(Entries drawn from a collection)
══════════

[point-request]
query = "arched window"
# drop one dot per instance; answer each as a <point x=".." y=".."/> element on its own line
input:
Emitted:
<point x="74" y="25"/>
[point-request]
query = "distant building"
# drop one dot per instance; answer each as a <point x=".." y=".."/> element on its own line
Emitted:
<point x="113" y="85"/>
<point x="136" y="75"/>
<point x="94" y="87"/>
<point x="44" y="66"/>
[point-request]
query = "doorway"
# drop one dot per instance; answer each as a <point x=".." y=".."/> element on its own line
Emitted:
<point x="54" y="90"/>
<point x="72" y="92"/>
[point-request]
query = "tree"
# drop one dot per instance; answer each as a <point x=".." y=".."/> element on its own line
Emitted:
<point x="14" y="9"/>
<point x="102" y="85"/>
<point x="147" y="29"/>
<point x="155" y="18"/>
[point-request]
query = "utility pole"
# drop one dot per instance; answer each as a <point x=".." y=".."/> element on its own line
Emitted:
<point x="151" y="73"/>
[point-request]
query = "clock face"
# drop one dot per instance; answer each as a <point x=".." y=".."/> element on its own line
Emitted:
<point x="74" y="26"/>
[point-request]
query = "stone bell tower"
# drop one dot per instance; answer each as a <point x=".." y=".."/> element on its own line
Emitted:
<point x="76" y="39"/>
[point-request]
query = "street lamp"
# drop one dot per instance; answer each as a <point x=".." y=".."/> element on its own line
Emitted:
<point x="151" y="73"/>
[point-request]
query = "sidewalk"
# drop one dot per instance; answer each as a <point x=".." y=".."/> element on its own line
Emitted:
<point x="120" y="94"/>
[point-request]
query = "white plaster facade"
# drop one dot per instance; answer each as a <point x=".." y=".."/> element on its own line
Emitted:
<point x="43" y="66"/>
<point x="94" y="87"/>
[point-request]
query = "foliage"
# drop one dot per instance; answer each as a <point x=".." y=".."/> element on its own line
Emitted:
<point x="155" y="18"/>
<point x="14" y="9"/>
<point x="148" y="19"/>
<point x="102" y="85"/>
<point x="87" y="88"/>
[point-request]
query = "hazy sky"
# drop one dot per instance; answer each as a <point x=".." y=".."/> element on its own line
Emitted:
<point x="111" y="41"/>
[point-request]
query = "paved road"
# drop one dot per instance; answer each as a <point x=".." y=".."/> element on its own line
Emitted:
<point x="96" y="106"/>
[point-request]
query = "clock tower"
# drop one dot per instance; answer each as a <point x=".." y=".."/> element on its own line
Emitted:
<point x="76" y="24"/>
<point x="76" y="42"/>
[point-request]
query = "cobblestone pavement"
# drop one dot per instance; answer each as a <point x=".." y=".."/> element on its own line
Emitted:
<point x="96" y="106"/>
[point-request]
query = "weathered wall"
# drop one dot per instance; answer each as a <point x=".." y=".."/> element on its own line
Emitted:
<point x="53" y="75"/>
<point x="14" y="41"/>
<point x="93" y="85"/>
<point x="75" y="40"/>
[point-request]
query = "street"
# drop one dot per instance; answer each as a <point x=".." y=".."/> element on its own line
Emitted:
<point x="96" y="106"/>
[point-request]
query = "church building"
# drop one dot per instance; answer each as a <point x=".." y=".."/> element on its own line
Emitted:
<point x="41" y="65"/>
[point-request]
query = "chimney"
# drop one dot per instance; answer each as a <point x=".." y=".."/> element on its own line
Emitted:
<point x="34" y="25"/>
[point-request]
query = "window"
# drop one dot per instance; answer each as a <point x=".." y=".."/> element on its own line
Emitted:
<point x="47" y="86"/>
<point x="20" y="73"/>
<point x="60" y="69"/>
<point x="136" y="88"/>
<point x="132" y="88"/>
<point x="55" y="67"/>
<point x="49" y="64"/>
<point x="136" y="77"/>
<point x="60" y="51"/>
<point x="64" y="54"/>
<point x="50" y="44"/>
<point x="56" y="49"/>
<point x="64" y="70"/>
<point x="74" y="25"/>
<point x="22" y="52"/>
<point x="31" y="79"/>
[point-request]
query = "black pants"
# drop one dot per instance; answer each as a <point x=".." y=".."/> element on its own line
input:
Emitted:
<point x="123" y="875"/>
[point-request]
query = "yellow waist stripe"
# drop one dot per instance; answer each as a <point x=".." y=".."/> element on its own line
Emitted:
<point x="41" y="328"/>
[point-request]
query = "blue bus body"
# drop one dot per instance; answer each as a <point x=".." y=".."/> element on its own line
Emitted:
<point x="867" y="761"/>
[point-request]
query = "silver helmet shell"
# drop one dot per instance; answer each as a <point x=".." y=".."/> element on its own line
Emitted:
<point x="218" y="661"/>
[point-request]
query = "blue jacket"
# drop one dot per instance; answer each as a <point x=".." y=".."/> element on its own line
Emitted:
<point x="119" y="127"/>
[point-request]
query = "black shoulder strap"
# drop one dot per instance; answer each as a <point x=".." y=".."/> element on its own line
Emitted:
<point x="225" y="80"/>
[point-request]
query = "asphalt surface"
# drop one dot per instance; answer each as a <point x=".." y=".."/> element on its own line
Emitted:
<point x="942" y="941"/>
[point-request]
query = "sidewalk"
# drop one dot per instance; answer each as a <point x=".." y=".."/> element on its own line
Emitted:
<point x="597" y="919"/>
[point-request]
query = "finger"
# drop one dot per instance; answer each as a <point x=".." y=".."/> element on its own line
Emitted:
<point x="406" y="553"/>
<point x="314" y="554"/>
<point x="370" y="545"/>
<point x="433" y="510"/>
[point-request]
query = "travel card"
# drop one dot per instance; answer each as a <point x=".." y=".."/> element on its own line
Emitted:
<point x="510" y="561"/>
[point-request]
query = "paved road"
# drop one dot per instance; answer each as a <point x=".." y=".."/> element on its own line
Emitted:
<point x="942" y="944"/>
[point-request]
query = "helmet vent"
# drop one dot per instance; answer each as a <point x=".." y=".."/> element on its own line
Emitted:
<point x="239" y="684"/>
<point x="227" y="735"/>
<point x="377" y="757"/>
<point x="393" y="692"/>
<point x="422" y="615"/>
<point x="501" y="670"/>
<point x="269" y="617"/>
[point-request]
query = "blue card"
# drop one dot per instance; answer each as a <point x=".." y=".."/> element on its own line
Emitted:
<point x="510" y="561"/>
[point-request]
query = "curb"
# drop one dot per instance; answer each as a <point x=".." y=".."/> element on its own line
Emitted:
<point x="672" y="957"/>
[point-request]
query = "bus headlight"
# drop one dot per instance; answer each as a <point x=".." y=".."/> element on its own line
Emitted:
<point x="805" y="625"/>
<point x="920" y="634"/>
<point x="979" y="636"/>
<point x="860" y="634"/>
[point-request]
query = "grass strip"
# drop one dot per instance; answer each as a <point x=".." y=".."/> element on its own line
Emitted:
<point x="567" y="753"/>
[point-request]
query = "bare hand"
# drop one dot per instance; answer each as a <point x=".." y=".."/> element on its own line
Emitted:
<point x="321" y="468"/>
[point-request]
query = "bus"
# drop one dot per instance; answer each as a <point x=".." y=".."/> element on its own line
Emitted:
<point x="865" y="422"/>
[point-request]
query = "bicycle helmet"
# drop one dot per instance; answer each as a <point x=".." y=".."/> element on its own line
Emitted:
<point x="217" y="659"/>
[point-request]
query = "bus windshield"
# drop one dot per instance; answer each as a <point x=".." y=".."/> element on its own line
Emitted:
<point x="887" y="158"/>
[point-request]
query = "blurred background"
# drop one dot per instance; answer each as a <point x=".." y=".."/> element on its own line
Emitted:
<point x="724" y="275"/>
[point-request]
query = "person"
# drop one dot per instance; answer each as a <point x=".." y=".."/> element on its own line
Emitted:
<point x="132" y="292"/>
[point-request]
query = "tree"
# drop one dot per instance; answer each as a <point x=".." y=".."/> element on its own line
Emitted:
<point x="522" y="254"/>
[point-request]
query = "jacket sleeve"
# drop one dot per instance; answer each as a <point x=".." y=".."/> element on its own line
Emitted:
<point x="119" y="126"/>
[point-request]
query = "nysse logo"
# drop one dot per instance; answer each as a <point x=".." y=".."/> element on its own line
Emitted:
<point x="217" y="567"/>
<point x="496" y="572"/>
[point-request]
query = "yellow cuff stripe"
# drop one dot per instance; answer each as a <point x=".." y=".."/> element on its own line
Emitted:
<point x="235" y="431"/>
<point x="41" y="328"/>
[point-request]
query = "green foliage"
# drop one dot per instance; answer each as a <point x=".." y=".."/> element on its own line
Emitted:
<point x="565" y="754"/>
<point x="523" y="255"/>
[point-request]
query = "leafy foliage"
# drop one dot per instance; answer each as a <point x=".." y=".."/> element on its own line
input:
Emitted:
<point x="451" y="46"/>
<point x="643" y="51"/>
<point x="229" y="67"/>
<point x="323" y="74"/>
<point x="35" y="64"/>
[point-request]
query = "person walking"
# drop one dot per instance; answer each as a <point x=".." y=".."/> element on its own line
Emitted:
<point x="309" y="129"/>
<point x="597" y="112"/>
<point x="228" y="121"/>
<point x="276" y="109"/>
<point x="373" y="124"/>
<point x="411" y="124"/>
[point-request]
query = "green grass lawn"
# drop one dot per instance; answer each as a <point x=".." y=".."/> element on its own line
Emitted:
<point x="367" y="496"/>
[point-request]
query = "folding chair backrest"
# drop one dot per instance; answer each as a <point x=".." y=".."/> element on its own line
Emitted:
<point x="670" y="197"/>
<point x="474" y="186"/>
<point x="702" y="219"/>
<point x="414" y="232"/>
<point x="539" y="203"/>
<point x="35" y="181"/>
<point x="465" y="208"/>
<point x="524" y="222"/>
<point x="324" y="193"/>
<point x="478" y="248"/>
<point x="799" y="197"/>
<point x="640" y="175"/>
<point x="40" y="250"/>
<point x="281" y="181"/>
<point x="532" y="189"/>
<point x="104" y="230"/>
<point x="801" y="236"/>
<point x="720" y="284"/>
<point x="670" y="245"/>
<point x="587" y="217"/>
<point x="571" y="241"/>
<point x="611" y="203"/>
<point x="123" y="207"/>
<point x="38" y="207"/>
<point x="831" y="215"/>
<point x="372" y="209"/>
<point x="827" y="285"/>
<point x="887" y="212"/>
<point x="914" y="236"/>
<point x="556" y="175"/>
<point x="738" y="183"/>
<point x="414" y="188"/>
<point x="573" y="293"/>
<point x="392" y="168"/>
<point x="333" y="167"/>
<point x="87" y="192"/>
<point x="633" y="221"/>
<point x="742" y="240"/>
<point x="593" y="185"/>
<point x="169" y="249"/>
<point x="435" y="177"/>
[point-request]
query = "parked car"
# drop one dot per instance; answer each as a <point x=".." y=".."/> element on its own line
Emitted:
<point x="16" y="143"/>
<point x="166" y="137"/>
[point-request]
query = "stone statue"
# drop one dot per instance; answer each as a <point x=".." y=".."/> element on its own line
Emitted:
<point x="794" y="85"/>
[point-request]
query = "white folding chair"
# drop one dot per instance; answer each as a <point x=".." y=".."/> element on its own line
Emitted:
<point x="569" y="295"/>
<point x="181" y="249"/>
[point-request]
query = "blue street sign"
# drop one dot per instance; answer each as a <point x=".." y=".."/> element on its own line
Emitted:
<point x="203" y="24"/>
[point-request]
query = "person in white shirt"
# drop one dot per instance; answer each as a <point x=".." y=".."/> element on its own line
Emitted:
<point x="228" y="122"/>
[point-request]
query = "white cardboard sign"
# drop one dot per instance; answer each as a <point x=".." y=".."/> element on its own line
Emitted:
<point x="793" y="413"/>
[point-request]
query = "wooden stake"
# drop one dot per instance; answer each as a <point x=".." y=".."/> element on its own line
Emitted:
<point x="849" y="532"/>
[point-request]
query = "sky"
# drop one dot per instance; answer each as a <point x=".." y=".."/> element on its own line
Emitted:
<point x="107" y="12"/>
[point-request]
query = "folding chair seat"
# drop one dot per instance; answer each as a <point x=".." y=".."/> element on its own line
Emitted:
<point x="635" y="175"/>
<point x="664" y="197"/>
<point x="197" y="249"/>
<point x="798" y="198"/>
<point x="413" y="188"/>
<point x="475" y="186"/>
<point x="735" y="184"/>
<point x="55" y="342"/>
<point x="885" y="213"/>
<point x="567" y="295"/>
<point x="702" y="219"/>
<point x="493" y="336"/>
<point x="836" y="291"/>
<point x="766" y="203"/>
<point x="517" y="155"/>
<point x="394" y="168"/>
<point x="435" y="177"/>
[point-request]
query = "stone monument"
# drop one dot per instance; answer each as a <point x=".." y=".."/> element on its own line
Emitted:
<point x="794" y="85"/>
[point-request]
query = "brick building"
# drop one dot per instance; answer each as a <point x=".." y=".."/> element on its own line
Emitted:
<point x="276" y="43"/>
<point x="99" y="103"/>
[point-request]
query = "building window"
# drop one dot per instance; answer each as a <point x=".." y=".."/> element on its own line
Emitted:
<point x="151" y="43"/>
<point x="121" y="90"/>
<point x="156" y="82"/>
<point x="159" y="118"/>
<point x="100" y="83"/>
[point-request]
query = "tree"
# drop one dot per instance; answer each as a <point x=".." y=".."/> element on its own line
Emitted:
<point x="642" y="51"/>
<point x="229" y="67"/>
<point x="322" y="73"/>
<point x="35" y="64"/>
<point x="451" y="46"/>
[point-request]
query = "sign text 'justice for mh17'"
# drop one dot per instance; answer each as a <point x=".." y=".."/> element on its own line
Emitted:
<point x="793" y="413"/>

══════════

WHAT THE EXERCISE ASKS: Locate every line in the records above that contains the string "folding", and copy each of those lines. Case counts.

WORKED SOLUTION:
query = "folding chair backrest"
query = "white folding chair"
query = "folding chair seat"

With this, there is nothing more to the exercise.